**PROBLEM DETAILS**
Update these records so that every "Describe what to find" becomes "Name the target", changing nothing else, and leave the pictures out of the answer.

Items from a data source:
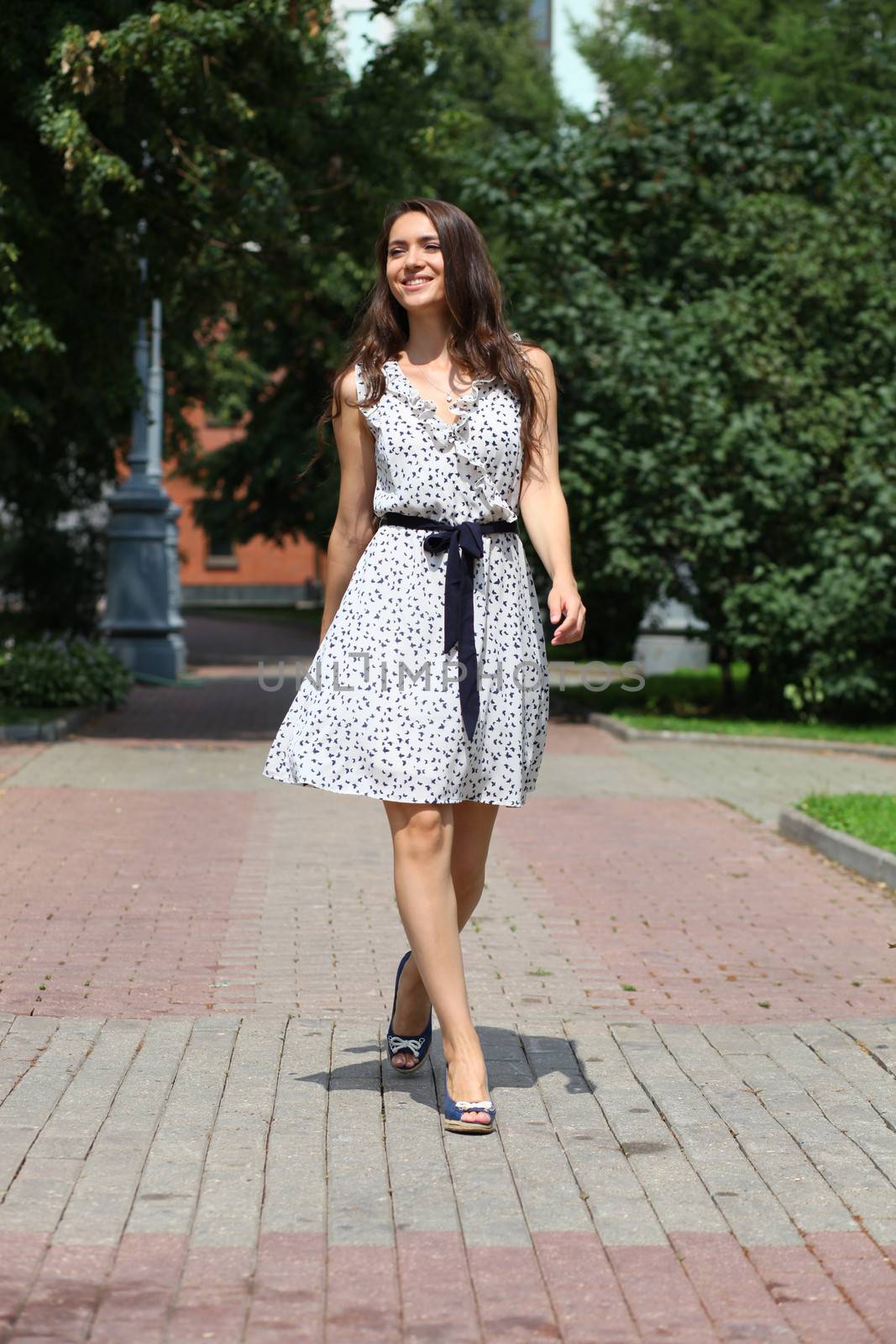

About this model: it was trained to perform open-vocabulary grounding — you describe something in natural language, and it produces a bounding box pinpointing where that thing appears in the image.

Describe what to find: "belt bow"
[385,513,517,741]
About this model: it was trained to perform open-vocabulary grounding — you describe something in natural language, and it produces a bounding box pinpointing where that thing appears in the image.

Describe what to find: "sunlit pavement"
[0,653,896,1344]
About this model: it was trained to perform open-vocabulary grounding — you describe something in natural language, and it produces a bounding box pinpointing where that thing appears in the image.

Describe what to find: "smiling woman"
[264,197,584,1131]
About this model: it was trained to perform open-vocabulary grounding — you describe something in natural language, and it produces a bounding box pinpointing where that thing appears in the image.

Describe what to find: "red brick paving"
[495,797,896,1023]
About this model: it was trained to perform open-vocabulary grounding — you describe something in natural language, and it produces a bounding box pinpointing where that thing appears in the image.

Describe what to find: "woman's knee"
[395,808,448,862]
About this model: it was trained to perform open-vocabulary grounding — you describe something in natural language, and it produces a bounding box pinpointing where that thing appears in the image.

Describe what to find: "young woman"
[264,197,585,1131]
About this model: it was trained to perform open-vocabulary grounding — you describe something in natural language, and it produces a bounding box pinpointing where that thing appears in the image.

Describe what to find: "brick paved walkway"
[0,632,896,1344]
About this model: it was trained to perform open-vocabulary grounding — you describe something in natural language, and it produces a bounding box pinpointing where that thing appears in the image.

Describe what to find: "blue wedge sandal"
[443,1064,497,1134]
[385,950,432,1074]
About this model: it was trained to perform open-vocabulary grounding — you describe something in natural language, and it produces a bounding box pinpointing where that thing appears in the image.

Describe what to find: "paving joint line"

**EXPECTED OUTPUT**
About this model: it was trained to perform open-vocabulary grounding — you describe something in natural language, and it produces a bounding box pinpointing where that thing appears in the image.

Name the target: "belt bow"
[385,513,517,741]
About this model: it was trained to perform open-vocabulary grounding — you describe something in natural language, and it produces a bounding box pinpointing where that thing appears in the image.

Name the target: "sunlit pavement"
[0,653,896,1344]
About this model: it was trained to perform open-vocabulary grounding — you describe something in natural language, and it produces a bounding box pinpointing where that thing appears in the image.

Name the target: "smiling woman"
[264,197,584,1131]
About this model: it was trained to perform open-vocabulary grounding — you describe something in natural language, and it produces a bounding box pinpointing where that thing appears in the image.

Name the target: "red brick paving"
[495,797,896,1023]
About this model: it was trained to perform open-vocabulary grounding — you describe something in natural language, and it produces a bounding box pinpointing where that thing appears in the image.

Name the target: "woman's knee"
[395,808,448,862]
About this model: it was trained to perform open-vocabulary grounding — you describe something in natural language, and it produces a bounding box pinpointing where that thing appears in the image.

Name the target: "young woman"
[264,197,585,1131]
About this model: it was trained to perform open-vocabulary grounding — you describe something in natural language, and it produces a bounding box pinpointing where that thing appears in the image.

Name the target: "brick paved walkway"
[0,632,896,1344]
About this model: it was trained to perform open-vocabulary grounding — you describe something in natural language, and it produces a bounding box pinpointing where that thing appears in the image.

Name the target: "blue wedge sandal"
[443,1064,497,1134]
[385,950,432,1074]
About this model: it was trained to perform open-vocabulary grounding — you describe something in natural language, and it produces a bounding box pinpointing where that thing appears in the image.

Name the target: "paving joint line"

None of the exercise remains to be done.